FRAGMENTO DE PÁGINA —
Una situación así, exigió al movimiento empezar por quitar la máscara a las palabras; así, para los jóvenes participantes en el movimiento, el Estado dejó de ser el padre enérgico, pero generoso, que todo lo resolvía y pasó a comprenderse como un aparato al servicio de la clase dominante, que aunaba a la demagogia la represión; además, luchaban los jóvenes contra la ideología dominante que se expresaba identificando al gobierno como el representante de los intereses de la Nación, de manera que, enfrentarlo, era ir contra los intereses nacionales, lo cual legitimaba la represión; la mascarada terminaba y los jóvenes ahora podían ver una sociedad dividida en clases sociales y comprendieron que la lucha entre ellas era el motor de la historia; de la misma manera, se dieron cuenta que la democracia proclamada por el Estado autoritario, era un mero gesto y sus practicantes grotescos gesticuladores, mientras que su movimiento y los sectores progresistas eran perseguidos y reprimidos; también supieron que había mexicanos y partidos declarados ilegales por el solo hecho de luchar por abrir espacios a la democracia, lo que a muchos de sus militantes les costó la libertad o la vida.

En ese ambiente político antidemocrático, asfixiante y opresivo, se movía la juventud estudiantil, que si bien sabía que su calidad universitaria le daba cierta ventaja sobre los demás jóvenes para ascender en la escala social, empezaron a buscar formas de expresión distintas a las ofrecidas por el poder. Querían un mundo distinto y lo veían posible en la construcción del socialismo cubano a unos cuantos kilómetros del imperialismo; en lucha de los vietnamitas, defensores heroicos de su nación contra la invasión imperialista; en las luchas guerrilleras de América Latina, impulsadas por el Che Guevara y su hombre nuevo; en la teología de la liberación, que descubría nuevos sujetos revolucionarios y lo veían en esas luchas que, en 1958–59, encabezaron Othón Salazar, Demetrio Vallejo, Valentín Campa o Ramón Danzós Palomino, imprescindibles combatientes por la emancipación proletaria.

DATOS —
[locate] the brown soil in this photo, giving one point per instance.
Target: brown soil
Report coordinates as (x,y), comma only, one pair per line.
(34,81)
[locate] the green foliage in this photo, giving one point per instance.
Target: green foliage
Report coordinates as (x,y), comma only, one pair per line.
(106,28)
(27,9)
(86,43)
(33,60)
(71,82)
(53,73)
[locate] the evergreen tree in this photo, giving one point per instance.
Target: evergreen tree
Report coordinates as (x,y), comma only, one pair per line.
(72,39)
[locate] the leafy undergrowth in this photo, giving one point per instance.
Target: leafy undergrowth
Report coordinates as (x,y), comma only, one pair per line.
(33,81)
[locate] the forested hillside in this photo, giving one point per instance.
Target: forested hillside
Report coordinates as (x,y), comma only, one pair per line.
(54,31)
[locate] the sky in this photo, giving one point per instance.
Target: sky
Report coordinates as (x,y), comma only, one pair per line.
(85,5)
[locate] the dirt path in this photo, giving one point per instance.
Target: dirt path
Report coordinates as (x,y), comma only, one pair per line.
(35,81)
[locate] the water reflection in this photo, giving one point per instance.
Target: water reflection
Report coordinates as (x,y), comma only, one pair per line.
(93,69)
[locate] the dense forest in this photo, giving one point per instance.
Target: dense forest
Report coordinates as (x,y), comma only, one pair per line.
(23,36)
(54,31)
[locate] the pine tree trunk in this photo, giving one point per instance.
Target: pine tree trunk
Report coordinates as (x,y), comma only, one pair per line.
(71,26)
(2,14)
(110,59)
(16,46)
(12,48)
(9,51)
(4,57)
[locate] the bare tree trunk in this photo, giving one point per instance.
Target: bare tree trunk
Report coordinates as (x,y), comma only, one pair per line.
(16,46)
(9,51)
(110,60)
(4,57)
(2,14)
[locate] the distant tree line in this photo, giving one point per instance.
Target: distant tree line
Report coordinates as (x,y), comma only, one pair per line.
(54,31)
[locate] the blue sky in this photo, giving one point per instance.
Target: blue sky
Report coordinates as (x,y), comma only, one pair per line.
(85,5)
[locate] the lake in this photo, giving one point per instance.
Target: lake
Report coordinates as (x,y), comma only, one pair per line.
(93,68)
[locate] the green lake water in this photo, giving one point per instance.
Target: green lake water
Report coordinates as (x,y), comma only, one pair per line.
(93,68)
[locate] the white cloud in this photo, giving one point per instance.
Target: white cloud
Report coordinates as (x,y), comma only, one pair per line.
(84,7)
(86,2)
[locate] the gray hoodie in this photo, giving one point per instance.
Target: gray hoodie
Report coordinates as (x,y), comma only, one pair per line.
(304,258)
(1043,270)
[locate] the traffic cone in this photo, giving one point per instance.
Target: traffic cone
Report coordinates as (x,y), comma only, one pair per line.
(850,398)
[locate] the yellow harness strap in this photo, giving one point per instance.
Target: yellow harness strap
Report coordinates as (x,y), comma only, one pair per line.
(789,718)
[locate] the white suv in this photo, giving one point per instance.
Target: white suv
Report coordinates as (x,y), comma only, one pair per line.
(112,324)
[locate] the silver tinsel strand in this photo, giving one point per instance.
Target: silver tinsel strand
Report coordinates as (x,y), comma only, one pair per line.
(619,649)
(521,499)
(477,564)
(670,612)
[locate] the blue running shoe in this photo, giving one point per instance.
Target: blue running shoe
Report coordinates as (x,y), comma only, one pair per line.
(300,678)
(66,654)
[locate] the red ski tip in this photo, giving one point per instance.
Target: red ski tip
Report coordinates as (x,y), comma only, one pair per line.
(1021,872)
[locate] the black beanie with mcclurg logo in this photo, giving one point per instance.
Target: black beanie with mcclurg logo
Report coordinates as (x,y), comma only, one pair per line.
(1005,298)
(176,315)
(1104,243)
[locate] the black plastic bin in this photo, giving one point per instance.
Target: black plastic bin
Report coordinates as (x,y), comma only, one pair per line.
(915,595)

USO DE INFORMACIÓN —
#1 Responde estas preguntas con base en el fragmento:
(a) ¿Al servicio de quién pasaron los jóvenes a comprender el Estado?
(b) ¿Qué reconocieron los jóvenes como el motor de la historia?
(c) ¿En qué años encabezaron luchas Othón Salazar, Demetrio Vallejo, Valentín Campa o Ramón Danzós Palomino?
#2 Reproduce sin cambios el pasaje del fragmento que va desde "En ese ambiente" hasta "la emancipación proletaria.".

SOLUCIÓN DE EJERCICIOS —
#1
(a) Al servicio de la clase dominante.
(b) La lucha entre las clases sociales.
(c) En 1958–59.

#2
En ese ambiente político antidemocrático, asfixiante y opresivo, se movía la juventud estudiantil, que si bien sabía que su calidad universitaria le daba cierta ventaja sobre los demás jóvenes para ascender en la escala social, empezaron a buscar formas de expresión distintas a las ofrecidas por el poder. Querían un mundo distinto y lo veían posible en la construcción del socialismo cubano a unos cuantos kilómetros del imperialismo; en lucha de los vietnamitas, defensores heroicos de su nación contra la invasión imperialista; en las luchas guerrilleras de América Latina, impulsadas por el Che Guevara y su hombre nuevo; en la teología de la liberación, que descubría nuevos sujetos revolucionarios y lo veían en esas luchas que, en 1958–59, encabezaron Othón Salazar, Demetrio Vallejo, Valentín Campa o Ramón Danzós Palomino, imprescindibles combatientes por la emancipación proletaria.